Dans le texte ci-dessous sur Rosemonde Sanson, reproduisez mot pour mot tout le passage qui va de « Le travail de » jusqu'à « des gauches (1901-1906) ».

- [Texte fourni]:
______________________________

Rosemonde Sanson : Une enseignante-chercheuse spécialiste du Centre en France (1901-1939)
Rosemonde Sanson est une historienne française du politique spécialiste de l’idée de « centre » en politique et de l’Alliance républicaine démocratique (ARD). Docteur en histoire, docteur ès-lettres et sciences humaines, elle est maître de conférences honoraire à l’université Paris-I Panthéon-Sorbonne, ainsi que membre du Centre de recherche en histoire du XIXe siècle (CRHXIX) et du conseil d’administration du Comité d’histoire parlementaire et politique (CHPP). Ses travaux portent sur diverses approches du politique en France : célébrations nationales, mise en scène du pouvoir, parti et personnel politiques. Rosemonde Sanson a consacré sa thèse de doctorat d’État, résultat d’une vingtaine d’années de travail, à la notion de « centre » sur l’échiquier politique français à travers le prisme de l’Alliance républicaine démocratique et de ses relations avec le Parti radical-socialiste. Elle y étudie les origines de l’Alliance républicaine démocratique, parti centriste et laïque, né lors de la scission au sein des républicains progressistes à la suite de l’affaire Dreyfus, et s’intéresse surtout aux élites du parti et à l’évolution de sa ligne politique. Au-delà du cas de l’Alliance républicaine démocratique, Elle prend part dans le débat historiographique sur la notion de centrisme dans la vie politique française.
Le présent ouvrage (publié avec le soutien de la Fondation Carnot et du Centre de recherche en histoire du XIXe siècle ou CRHXIX) est la version abrégée et réécrite d’une thèse de doctorat d’histoire dirigée par Jean-Marie Mayeur et soutenue le 2 décembre juin 2000, à l’université Paris-I Panthéon-Sorbonne sous le titre L’Alliance républicaine démocratique. Une formation du centre (1901-1920), 2000, 1178 p. En d’autres termes, ce volume représente environ la moitié de la thèse originale et est publié presque deux ans après la soutenance de Rosemonde Sanson.
Le travail de Rosemonde Sanson se fonde entre autres sur le fonds de Pierre-Etienne Flandin de la BN (132 cartons). Les chapitres sont chronologiques mais l’analyse est thématique. De facture classique, le livre déroule en trois parties et douze chapitres les principaux moments de l’Alliance républicaine démocratique entre sa fondation en 1901 et sa mise en sommeil provisoire en 1920. En outre, ce livre comporte une introduction (pp. 7-14), une première partie (pp. 15-160), une deuxième partie (pp. 161-332), une troisième et dernière partie (pp. 333-496), une conclusion générale (pp. 497-504) ainsi que tous les attributs de l’ouvrage scientifique : bibliographie (pp. 505-522), annexes (pp. 523-544), index général des noms de personnes (pp. 545-556) et, enfin, une table des matières (pp. 557-562).
L’Alliance républicaine démocratique dans le Bloc des gauches (1901-1906)

______________________________

- [Données fournies]:
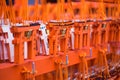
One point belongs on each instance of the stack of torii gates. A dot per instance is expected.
(90, 40)
(89, 37)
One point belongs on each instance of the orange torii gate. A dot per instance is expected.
(59, 35)
(22, 34)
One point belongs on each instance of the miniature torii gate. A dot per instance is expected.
(22, 34)
(59, 33)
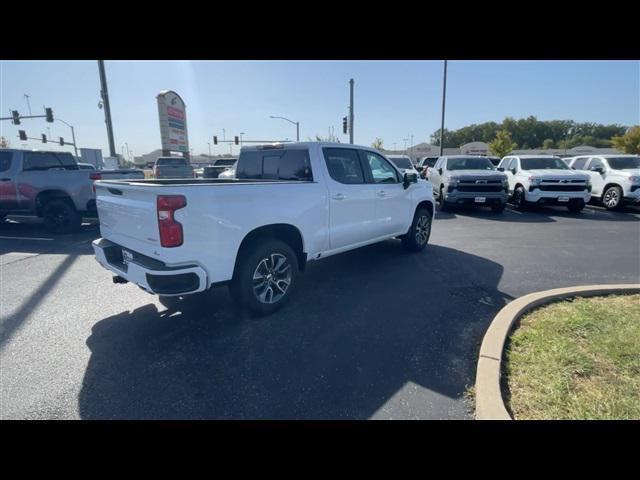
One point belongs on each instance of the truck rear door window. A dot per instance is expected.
(344, 165)
(40, 161)
(270, 165)
(5, 161)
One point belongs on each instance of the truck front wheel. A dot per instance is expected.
(265, 276)
(60, 216)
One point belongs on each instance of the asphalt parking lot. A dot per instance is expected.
(373, 333)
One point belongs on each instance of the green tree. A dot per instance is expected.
(377, 144)
(629, 142)
(502, 144)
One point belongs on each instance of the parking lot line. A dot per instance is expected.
(26, 238)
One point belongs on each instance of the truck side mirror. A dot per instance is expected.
(409, 178)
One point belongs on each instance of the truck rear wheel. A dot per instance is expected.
(612, 198)
(60, 216)
(265, 277)
(418, 235)
(498, 207)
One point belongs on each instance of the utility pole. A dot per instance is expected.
(351, 111)
(444, 96)
(28, 103)
(104, 93)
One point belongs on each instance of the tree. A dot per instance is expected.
(502, 144)
(629, 142)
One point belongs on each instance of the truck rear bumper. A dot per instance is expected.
(148, 273)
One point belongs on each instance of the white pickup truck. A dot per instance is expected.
(545, 180)
(288, 204)
(615, 178)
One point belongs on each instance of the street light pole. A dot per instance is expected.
(297, 124)
(444, 95)
(351, 111)
(73, 135)
(107, 110)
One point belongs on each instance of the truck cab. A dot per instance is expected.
(615, 179)
(545, 180)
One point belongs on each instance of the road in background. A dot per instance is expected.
(372, 333)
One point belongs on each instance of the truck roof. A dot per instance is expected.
(289, 145)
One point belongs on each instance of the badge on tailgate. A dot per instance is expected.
(127, 257)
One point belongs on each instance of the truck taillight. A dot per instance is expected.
(170, 229)
(95, 176)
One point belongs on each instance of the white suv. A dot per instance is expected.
(615, 178)
(544, 179)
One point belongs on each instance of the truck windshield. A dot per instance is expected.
(469, 163)
(172, 161)
(622, 163)
(401, 162)
(542, 163)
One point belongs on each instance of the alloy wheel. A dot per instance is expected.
(272, 278)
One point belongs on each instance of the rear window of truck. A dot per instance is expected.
(48, 160)
(5, 161)
(172, 161)
(275, 165)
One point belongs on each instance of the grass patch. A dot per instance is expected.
(576, 359)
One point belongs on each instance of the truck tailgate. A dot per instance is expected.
(128, 215)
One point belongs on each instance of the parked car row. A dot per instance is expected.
(51, 185)
(526, 180)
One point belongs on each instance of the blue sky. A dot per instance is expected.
(393, 99)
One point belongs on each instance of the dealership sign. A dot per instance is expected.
(173, 122)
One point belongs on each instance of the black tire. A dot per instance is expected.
(575, 207)
(418, 235)
(519, 198)
(443, 205)
(263, 258)
(60, 216)
(612, 198)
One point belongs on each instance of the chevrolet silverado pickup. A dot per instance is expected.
(544, 179)
(289, 204)
(464, 179)
(46, 184)
(615, 179)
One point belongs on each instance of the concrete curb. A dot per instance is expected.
(488, 395)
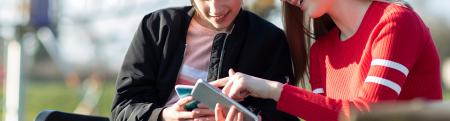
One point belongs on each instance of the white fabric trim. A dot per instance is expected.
(390, 64)
(388, 83)
(318, 91)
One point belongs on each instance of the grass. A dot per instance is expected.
(55, 95)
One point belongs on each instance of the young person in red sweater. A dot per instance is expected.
(365, 52)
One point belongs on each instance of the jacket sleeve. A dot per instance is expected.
(136, 97)
(280, 70)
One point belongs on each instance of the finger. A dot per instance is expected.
(219, 113)
(240, 116)
(237, 92)
(232, 113)
(231, 72)
(231, 78)
(182, 102)
(220, 82)
(202, 112)
(201, 105)
(184, 115)
(208, 118)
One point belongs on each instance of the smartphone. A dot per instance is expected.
(210, 95)
(184, 91)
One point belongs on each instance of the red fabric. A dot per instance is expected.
(391, 57)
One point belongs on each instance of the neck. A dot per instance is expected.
(203, 22)
(348, 16)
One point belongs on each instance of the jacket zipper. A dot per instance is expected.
(182, 60)
(222, 53)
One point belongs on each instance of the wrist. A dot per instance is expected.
(163, 114)
(275, 90)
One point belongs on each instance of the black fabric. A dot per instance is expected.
(63, 116)
(152, 63)
(216, 54)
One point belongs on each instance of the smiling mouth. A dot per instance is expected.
(218, 18)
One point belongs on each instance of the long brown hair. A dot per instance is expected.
(300, 35)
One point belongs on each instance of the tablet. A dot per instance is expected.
(184, 91)
(210, 95)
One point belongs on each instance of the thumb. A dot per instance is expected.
(231, 72)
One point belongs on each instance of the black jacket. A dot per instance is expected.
(149, 71)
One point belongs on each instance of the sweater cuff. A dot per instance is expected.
(283, 101)
(156, 114)
(288, 99)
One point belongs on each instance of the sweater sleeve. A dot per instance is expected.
(394, 52)
(314, 74)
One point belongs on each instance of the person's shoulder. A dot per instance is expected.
(398, 13)
(256, 23)
(167, 14)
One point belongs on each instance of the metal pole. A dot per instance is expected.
(13, 85)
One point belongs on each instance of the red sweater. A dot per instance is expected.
(391, 57)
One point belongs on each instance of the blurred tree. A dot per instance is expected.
(262, 7)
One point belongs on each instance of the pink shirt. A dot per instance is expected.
(197, 55)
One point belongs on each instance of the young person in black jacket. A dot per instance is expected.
(180, 45)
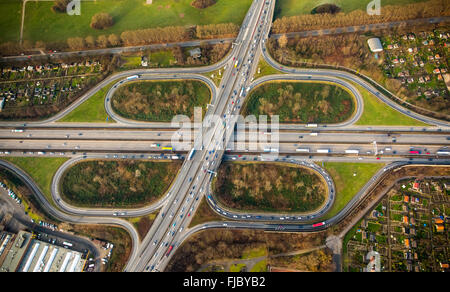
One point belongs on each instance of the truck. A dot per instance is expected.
(351, 151)
(169, 251)
(191, 154)
(323, 150)
(318, 224)
(133, 77)
(242, 91)
(303, 150)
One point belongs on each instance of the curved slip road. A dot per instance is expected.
(348, 76)
(279, 216)
(82, 219)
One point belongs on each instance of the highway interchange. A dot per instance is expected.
(134, 140)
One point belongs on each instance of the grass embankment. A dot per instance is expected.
(160, 101)
(92, 110)
(301, 102)
(347, 183)
(295, 7)
(377, 113)
(42, 24)
(265, 69)
(116, 184)
(159, 59)
(40, 169)
(269, 187)
(204, 214)
(143, 224)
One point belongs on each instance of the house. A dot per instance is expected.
(439, 228)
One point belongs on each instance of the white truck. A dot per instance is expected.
(351, 151)
(323, 150)
(306, 150)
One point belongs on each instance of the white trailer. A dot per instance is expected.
(323, 150)
(303, 150)
(351, 151)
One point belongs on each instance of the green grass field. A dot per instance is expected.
(348, 185)
(40, 169)
(116, 184)
(160, 101)
(301, 102)
(160, 59)
(92, 110)
(296, 7)
(377, 113)
(10, 18)
(265, 69)
(42, 24)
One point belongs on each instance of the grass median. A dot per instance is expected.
(160, 101)
(301, 102)
(117, 184)
(40, 169)
(349, 178)
(92, 110)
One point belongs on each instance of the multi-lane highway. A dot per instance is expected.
(298, 144)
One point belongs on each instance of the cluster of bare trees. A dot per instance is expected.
(347, 50)
(167, 34)
(201, 4)
(389, 13)
(155, 35)
(211, 31)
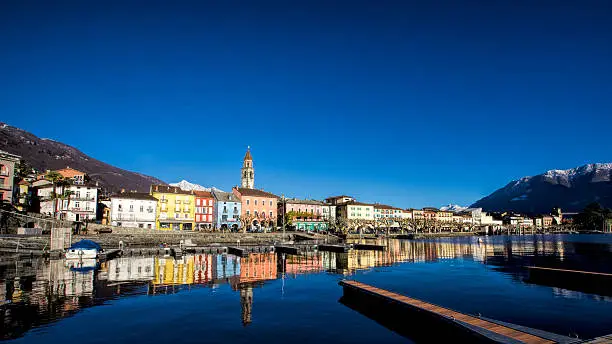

______________________________

- [Résultat attendu]:
Le travail de Rosemonde Sanson se fonde entre autres sur le fonds de Pierre-Etienne Flandin de la BN (132 cartons). Les chapitres sont chronologiques mais l’analyse est thématique. De facture classique, le livre déroule en trois parties et douze chapitres les principaux moments de l’Alliance républicaine démocratique entre sa fondation en 1901 et sa mise en sommeil provisoire en 1920. En outre, ce livre comporte une introduction (pp. 7-14), une première partie (pp. 15-160), une deuxième partie (pp. 161-332), une troisième et dernière partie (pp. 333-496), une conclusion générale (pp. 497-504) ainsi que tous les attributs de l’ouvrage scientifique : bibliographie (pp. 505-522), annexes (pp. 523-544), index général des noms de personnes (pp. 545-556) et, enfin, une table des matières (pp. 557-562).
L’Alliance républicaine démocratique dans le Bloc des gauches (1901-1906)